### EXERCISE
Please update the listing below so that "Match-analytics pass" becomes "Scouting pass" everywhere it occurs, with every other line left unchanged.
--- --- ---
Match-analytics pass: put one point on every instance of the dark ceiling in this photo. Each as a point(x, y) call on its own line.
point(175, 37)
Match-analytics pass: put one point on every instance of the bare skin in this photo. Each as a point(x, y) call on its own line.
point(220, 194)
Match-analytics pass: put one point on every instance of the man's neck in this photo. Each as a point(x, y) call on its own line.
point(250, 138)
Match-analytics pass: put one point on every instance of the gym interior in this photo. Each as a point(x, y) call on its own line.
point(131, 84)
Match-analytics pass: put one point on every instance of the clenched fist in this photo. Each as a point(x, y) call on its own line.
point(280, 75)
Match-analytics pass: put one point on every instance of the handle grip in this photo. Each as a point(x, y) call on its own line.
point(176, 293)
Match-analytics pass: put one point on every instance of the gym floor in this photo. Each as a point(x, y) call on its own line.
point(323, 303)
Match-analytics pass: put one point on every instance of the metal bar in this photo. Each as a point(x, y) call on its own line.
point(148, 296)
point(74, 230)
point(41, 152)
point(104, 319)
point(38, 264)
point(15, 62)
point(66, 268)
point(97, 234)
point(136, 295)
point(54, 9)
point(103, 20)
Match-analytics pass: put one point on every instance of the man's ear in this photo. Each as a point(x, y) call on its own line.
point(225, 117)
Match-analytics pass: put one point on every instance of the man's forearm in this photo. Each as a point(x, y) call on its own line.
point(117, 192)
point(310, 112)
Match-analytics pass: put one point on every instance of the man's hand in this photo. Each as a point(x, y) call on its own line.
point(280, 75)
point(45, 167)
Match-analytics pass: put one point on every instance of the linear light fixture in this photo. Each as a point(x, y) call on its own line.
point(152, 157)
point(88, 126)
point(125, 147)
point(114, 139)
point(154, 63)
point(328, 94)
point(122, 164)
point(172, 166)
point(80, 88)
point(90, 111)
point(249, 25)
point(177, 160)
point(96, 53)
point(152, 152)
--- --- ---
### SOLUTION BELOW
Scouting pass: put one point on every instance of the dark ceiling in this photo. Each as a point(x, y) call on its own line.
point(175, 37)
Scouting pass: put one point on every instance of the bare skin in this photo. Each as a point(x, y) call on its own line.
point(220, 194)
Scouting pass: put one point on every instance of the man's neck in this photo. Each as a point(x, y) call on its own line.
point(250, 138)
Scouting pass: put one point on every instance of the gym interior in this photo. Each as a point(x, y) call on its own line.
point(131, 84)
Scouting pass: put one point on every instance of the clenched fist in this photo. Each as a point(x, y) call on its own line.
point(280, 75)
Scouting pass: put one point on every instance of the handle grip in this photo. Each as a point(x, y) call on its own line.
point(176, 293)
Scouting pass: put one point on every instance of the gym floor in this photo. Each as a point(x, y) call on its own line.
point(323, 303)
Scouting pass: put one point on every instance of the metal bar in this photo. Each as a point(x, y) call on its own line.
point(148, 296)
point(74, 230)
point(41, 152)
point(104, 319)
point(38, 264)
point(15, 62)
point(66, 268)
point(97, 234)
point(136, 295)
point(54, 9)
point(103, 20)
Scouting pass: put one point on every instance of the man's ear in this photo. Each as a point(x, y) call on its own line.
point(225, 117)
Scouting pass: put one point on every instance of the man's forearm in this photo. Each as a point(x, y) call on its own line.
point(117, 192)
point(310, 112)
Scouting pass: put one point on every instance of the man's hand in this photo. Each as a point(x, y) call on its own line.
point(280, 75)
point(45, 167)
Scouting pass: put one point on every instance of the linear light fixture in this photo. Each as a point(x, y) call on its own line.
point(152, 157)
point(88, 126)
point(125, 147)
point(114, 139)
point(154, 63)
point(328, 94)
point(122, 164)
point(172, 166)
point(80, 88)
point(90, 111)
point(249, 25)
point(177, 160)
point(96, 53)
point(152, 152)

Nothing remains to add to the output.